--- Start DATA SECTION ---

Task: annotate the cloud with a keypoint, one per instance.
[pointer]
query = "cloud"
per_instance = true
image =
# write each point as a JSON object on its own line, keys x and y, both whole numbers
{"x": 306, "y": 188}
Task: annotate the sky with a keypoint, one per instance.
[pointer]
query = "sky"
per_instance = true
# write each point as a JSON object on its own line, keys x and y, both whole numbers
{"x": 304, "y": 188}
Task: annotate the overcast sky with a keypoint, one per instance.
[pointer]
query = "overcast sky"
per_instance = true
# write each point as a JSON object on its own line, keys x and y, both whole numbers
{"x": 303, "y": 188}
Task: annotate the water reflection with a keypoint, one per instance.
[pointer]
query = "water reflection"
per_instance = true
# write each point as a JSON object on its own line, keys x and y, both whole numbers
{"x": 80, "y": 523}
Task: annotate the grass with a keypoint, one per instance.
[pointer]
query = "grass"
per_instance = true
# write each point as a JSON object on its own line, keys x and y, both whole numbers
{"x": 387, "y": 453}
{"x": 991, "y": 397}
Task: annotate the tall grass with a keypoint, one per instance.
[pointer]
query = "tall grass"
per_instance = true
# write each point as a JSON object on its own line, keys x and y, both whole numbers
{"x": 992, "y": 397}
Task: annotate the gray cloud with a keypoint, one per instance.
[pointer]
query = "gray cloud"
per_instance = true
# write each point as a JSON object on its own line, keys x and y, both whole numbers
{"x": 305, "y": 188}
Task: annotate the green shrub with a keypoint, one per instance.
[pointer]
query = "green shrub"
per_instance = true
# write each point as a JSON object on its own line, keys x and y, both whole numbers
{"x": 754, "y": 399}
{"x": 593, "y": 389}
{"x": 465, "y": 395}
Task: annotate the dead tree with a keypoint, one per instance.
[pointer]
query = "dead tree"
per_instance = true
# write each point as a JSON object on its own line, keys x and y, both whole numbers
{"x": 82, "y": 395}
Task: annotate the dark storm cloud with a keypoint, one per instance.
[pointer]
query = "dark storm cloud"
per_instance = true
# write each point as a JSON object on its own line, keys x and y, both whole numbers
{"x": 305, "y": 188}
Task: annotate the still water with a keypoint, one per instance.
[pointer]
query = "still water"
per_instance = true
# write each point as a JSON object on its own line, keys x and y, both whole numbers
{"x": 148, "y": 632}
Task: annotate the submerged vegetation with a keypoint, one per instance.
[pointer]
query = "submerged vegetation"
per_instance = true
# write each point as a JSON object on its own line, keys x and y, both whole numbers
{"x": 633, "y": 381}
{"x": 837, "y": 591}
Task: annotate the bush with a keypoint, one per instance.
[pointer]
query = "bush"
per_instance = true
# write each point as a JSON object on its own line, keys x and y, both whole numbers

--- End DATA SECTION ---

* WHAT TO DO
Can you rewrite all of the material above, replacing "annotate" with "mark" wherever it occurs and leaving everything else as it is?

* THE ANSWER
Task: mark the cloud with a keypoint, one per instance.
[pointer]
query = "cloud"
per_instance = true
image =
# write each point as a JSON object on its own line, keys x and y, both whole numbers
{"x": 306, "y": 188}
Task: mark the sky with a keypoint, one per instance.
[pointer]
query = "sky"
per_instance = true
# write each point as a JSON object on its own line, keys x and y, both whole numbers
{"x": 304, "y": 188}
Task: mark the overcast sky with a keypoint, one per instance.
[pointer]
query = "overcast sky"
per_instance = true
# write each point as a JSON object on its own line, keys x and y, both whole numbers
{"x": 303, "y": 188}
Task: mark the water reflection with a keypoint, one per instance.
[pointer]
query = "water reflection"
per_instance = true
# write each point as a JSON object on its own line, keys x and y, both whole numbers
{"x": 80, "y": 523}
Task: mark the grass with a keypoint, one per instance.
[pointer]
query = "grass"
per_instance = true
# write each point as a JSON object on its own line, keys x and y, both whole numbers
{"x": 387, "y": 453}
{"x": 991, "y": 397}
Task: mark the tall grass with a keypoint, one per instance.
[pointer]
query = "tall grass"
per_instance = true
# write each point as a JSON object on its own line, keys x and y, both whole numbers
{"x": 992, "y": 397}
Task: mark the gray cloud with a keypoint, one per instance.
[pointer]
query = "gray cloud"
per_instance = true
# write each point as a JSON object on its own line, keys x and y, both whole numbers
{"x": 305, "y": 188}
Task: mark the green shrub with a keypoint, one per instance.
[pointer]
query = "green shrub"
per_instance = true
# write each point as a JSON object on its own line, keys x and y, both whole numbers
{"x": 754, "y": 399}
{"x": 593, "y": 389}
{"x": 465, "y": 395}
Task: mark the dead tree with a keypoint, one per instance.
[pointer]
query = "dead tree"
per_instance = true
# write each point as a JSON object on its own line, keys x and y, both whole numbers
{"x": 82, "y": 395}
Task: mark the dark storm cloud with a keypoint, one per instance.
[pointer]
query = "dark storm cloud"
per_instance = true
# write each point as a JSON object on its own line, keys x and y, both whole numbers
{"x": 305, "y": 188}
Task: mark the still water with a keypoint, one per instance.
[pointer]
query = "still water"
per_instance = true
# write each point as a JSON object on its own line, keys x and y, both whole numbers
{"x": 148, "y": 632}
Task: mark the submerged vegetation with a keypoint, one per instance.
[pointer]
query = "submerged vegetation"
per_instance = true
# write each point as a JSON object on its own line, keys x and y, both whole numbers
{"x": 633, "y": 381}
{"x": 837, "y": 591}
Task: mark the bush with a keypoint, one per instance.
[pointer]
query = "bush"
per_instance = true
# write each point as a JSON object on its own line, keys x and y, both whole numbers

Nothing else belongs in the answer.